## [DIRECTIONS FOR THIS TASK]
In the listing below, locate the line containing "In this photo, each instance of the white lace"; reproduce that line and all lines that follow it, unchanged.

## [MATERIALS PROVIDED]
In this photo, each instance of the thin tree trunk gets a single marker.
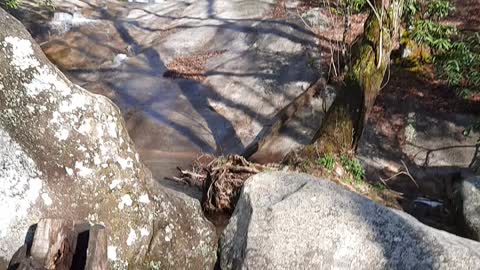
(344, 122)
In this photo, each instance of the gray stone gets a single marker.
(438, 140)
(467, 194)
(296, 221)
(317, 18)
(65, 153)
(261, 66)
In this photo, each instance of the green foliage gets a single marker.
(460, 65)
(439, 8)
(327, 161)
(353, 167)
(10, 4)
(456, 55)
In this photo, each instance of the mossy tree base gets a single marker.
(344, 122)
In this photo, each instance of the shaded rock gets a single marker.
(295, 221)
(467, 194)
(247, 68)
(438, 140)
(66, 153)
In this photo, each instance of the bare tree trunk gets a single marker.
(344, 122)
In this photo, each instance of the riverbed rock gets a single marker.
(204, 75)
(65, 152)
(468, 202)
(296, 221)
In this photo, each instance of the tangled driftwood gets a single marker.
(221, 180)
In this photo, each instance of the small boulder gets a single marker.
(296, 221)
(65, 153)
(467, 195)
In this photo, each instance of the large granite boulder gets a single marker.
(295, 221)
(467, 198)
(65, 152)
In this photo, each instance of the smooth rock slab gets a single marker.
(65, 153)
(296, 221)
(468, 199)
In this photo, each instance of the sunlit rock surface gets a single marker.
(66, 153)
(240, 65)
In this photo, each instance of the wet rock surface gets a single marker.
(66, 153)
(293, 221)
(467, 195)
(205, 76)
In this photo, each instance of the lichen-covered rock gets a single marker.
(295, 221)
(467, 195)
(66, 153)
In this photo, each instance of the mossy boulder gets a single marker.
(67, 154)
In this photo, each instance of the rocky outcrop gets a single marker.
(295, 221)
(467, 198)
(65, 153)
(205, 75)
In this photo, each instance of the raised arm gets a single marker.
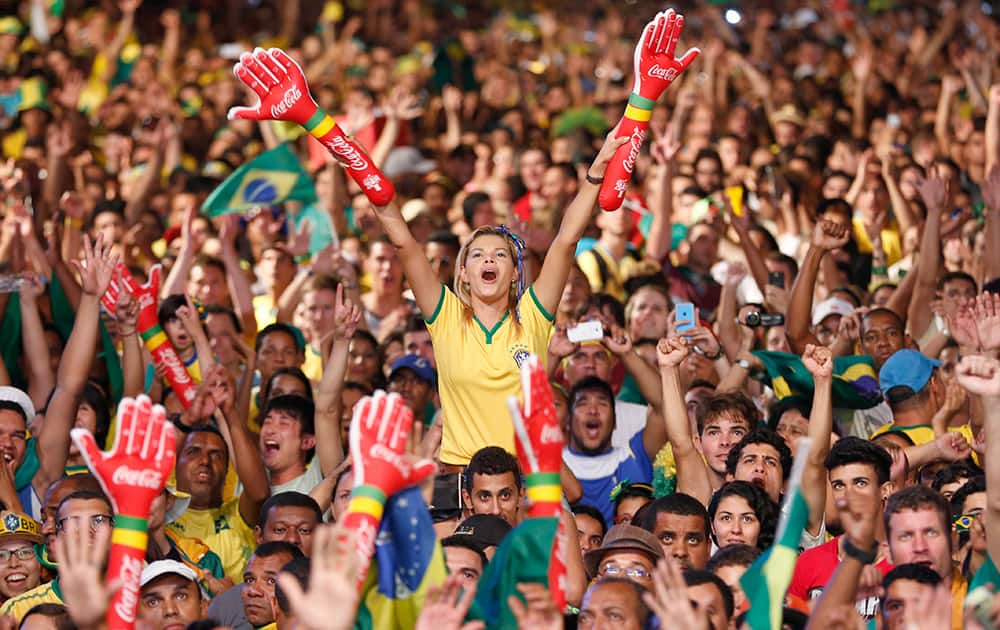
(819, 361)
(53, 440)
(692, 472)
(177, 279)
(826, 236)
(934, 191)
(559, 259)
(236, 279)
(246, 456)
(36, 355)
(346, 316)
(981, 375)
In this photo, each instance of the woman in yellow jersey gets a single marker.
(484, 328)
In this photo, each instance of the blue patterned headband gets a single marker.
(520, 247)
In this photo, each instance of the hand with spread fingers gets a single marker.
(655, 67)
(133, 473)
(283, 93)
(378, 435)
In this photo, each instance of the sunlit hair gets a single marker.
(463, 289)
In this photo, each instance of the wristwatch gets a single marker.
(862, 556)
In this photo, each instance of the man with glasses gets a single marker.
(628, 552)
(19, 568)
(84, 508)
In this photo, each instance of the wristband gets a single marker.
(862, 556)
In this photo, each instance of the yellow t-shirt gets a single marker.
(612, 283)
(891, 242)
(479, 368)
(264, 310)
(18, 606)
(224, 531)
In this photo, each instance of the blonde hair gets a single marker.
(463, 289)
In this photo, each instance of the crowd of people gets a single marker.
(594, 418)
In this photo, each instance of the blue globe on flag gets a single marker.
(260, 191)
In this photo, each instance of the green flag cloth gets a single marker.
(523, 556)
(272, 177)
(855, 385)
(766, 581)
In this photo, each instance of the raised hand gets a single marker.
(819, 361)
(378, 435)
(934, 190)
(98, 266)
(987, 319)
(671, 352)
(669, 598)
(653, 60)
(828, 235)
(655, 68)
(279, 83)
(281, 86)
(81, 579)
(333, 573)
(445, 607)
(979, 375)
(346, 316)
(991, 188)
(133, 473)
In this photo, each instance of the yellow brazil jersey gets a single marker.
(313, 365)
(264, 310)
(891, 241)
(479, 368)
(224, 531)
(18, 606)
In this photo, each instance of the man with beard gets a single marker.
(596, 462)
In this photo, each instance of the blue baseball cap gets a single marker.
(906, 368)
(419, 365)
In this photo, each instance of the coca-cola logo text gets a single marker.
(290, 98)
(125, 476)
(351, 156)
(635, 144)
(551, 434)
(667, 74)
(128, 574)
(172, 364)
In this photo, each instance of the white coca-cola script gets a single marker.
(290, 98)
(635, 144)
(351, 156)
(667, 74)
(125, 476)
(129, 574)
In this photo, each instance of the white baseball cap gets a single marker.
(160, 568)
(19, 398)
(831, 306)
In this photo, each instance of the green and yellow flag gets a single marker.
(855, 384)
(272, 177)
(766, 581)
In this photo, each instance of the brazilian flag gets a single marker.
(273, 177)
(766, 581)
(855, 384)
(408, 560)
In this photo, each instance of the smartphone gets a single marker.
(685, 313)
(586, 331)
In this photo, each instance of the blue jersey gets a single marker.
(599, 474)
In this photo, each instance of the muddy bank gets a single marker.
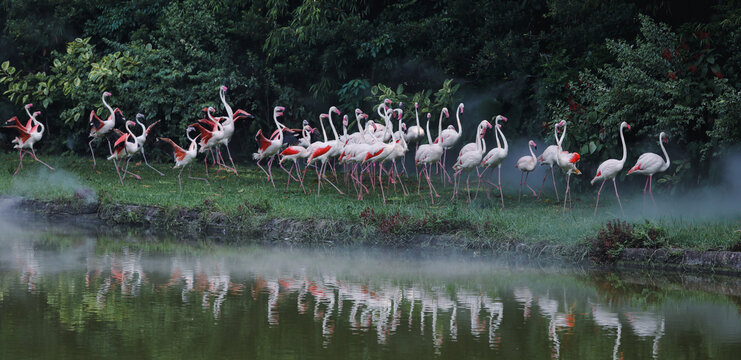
(251, 225)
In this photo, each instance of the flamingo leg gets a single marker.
(20, 164)
(196, 178)
(95, 164)
(180, 182)
(501, 194)
(150, 166)
(614, 183)
(529, 187)
(228, 152)
(33, 152)
(598, 194)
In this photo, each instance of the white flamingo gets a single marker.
(650, 164)
(526, 164)
(565, 160)
(270, 147)
(496, 155)
(609, 169)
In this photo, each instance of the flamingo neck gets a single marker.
(666, 163)
(229, 112)
(110, 109)
(625, 148)
(458, 118)
(331, 124)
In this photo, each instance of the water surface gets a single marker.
(70, 293)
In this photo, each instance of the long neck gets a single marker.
(625, 149)
(331, 124)
(429, 137)
(661, 143)
(458, 118)
(229, 112)
(321, 123)
(110, 109)
(531, 152)
(504, 140)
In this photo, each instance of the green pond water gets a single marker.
(72, 293)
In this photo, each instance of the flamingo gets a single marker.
(548, 157)
(526, 164)
(231, 118)
(321, 151)
(100, 127)
(565, 160)
(430, 153)
(184, 157)
(496, 155)
(415, 133)
(296, 152)
(123, 148)
(143, 138)
(609, 169)
(27, 137)
(469, 159)
(650, 164)
(270, 147)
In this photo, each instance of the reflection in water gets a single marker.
(345, 308)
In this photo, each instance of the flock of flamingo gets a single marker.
(362, 153)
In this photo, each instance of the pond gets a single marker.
(71, 292)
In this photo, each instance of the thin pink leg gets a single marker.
(598, 194)
(614, 183)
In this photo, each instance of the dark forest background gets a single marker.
(660, 65)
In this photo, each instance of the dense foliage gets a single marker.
(661, 66)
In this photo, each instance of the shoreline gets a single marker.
(195, 223)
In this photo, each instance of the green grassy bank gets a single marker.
(249, 195)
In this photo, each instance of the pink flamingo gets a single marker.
(469, 159)
(650, 164)
(270, 147)
(496, 156)
(430, 153)
(609, 169)
(526, 164)
(100, 127)
(184, 157)
(123, 148)
(565, 160)
(27, 137)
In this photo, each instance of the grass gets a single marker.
(531, 221)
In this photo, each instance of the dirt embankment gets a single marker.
(254, 225)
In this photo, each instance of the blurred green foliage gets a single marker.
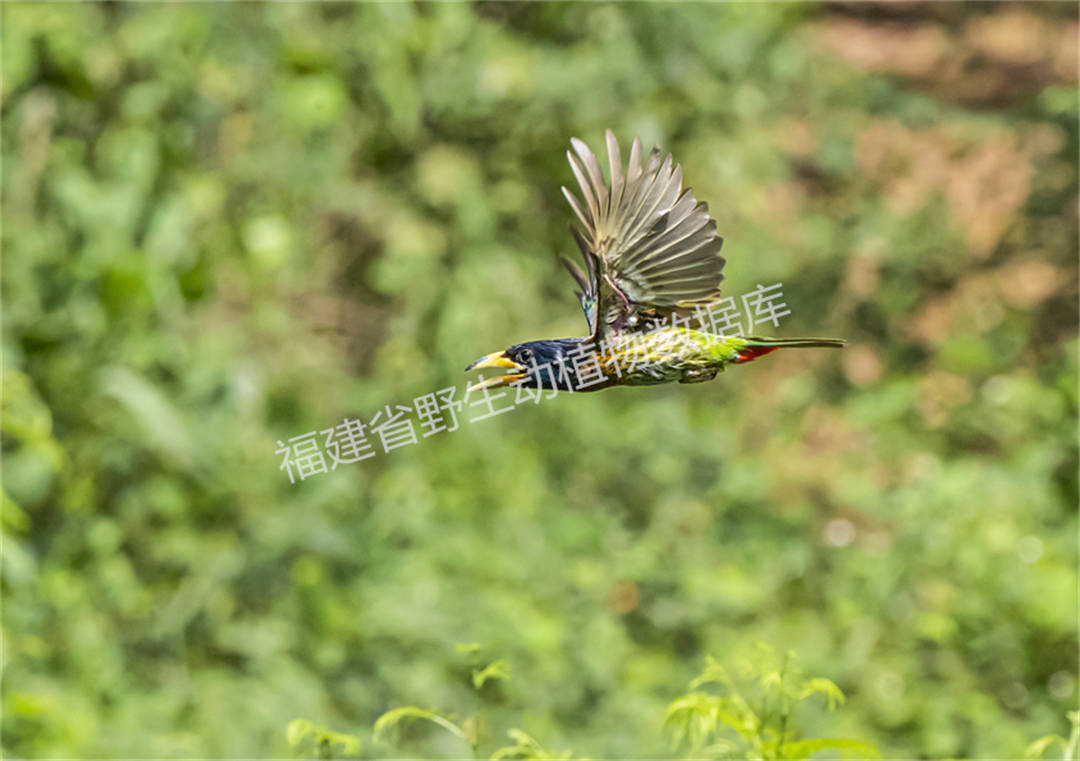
(227, 225)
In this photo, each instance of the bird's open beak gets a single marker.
(501, 361)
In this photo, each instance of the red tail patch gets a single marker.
(752, 353)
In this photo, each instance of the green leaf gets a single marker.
(714, 673)
(1036, 749)
(297, 730)
(498, 669)
(391, 719)
(805, 748)
(827, 688)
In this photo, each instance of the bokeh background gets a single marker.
(227, 225)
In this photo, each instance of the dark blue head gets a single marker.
(532, 365)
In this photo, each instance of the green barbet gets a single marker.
(652, 267)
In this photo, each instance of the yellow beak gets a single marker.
(498, 359)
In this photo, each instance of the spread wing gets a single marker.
(650, 246)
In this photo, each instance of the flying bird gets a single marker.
(652, 265)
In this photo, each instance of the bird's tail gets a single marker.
(759, 347)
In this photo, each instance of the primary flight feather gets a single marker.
(652, 262)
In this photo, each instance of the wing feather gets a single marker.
(650, 245)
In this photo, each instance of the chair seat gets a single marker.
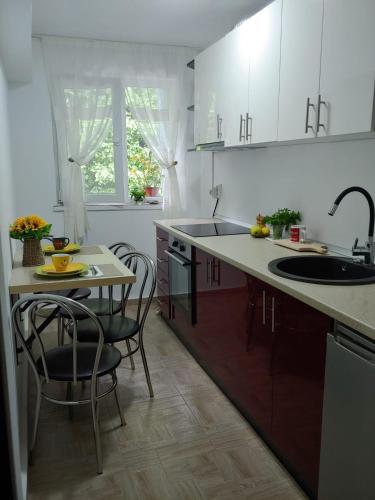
(100, 307)
(59, 361)
(115, 328)
(79, 294)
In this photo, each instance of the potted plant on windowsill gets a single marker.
(137, 194)
(280, 220)
(152, 177)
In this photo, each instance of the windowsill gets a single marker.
(114, 207)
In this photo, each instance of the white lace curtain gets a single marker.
(158, 88)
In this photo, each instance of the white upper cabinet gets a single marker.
(347, 67)
(265, 34)
(236, 58)
(299, 68)
(209, 95)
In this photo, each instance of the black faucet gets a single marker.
(368, 250)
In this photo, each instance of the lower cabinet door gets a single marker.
(298, 386)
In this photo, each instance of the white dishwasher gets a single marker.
(347, 460)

## [ANSWER BELOW]
In this photo, each instance of the white lace curtain gets a single marker.
(158, 88)
In this photo, each instance of the white upper cabinet gets a single marker.
(347, 67)
(265, 34)
(236, 58)
(299, 68)
(209, 95)
In this photo, each instance of the black faucet gets a single marker.
(368, 250)
In this photo, each instance of the lower cabinet door gets a single marker.
(298, 386)
In this photo, each instance of the white dishwasher gets a single marker.
(347, 460)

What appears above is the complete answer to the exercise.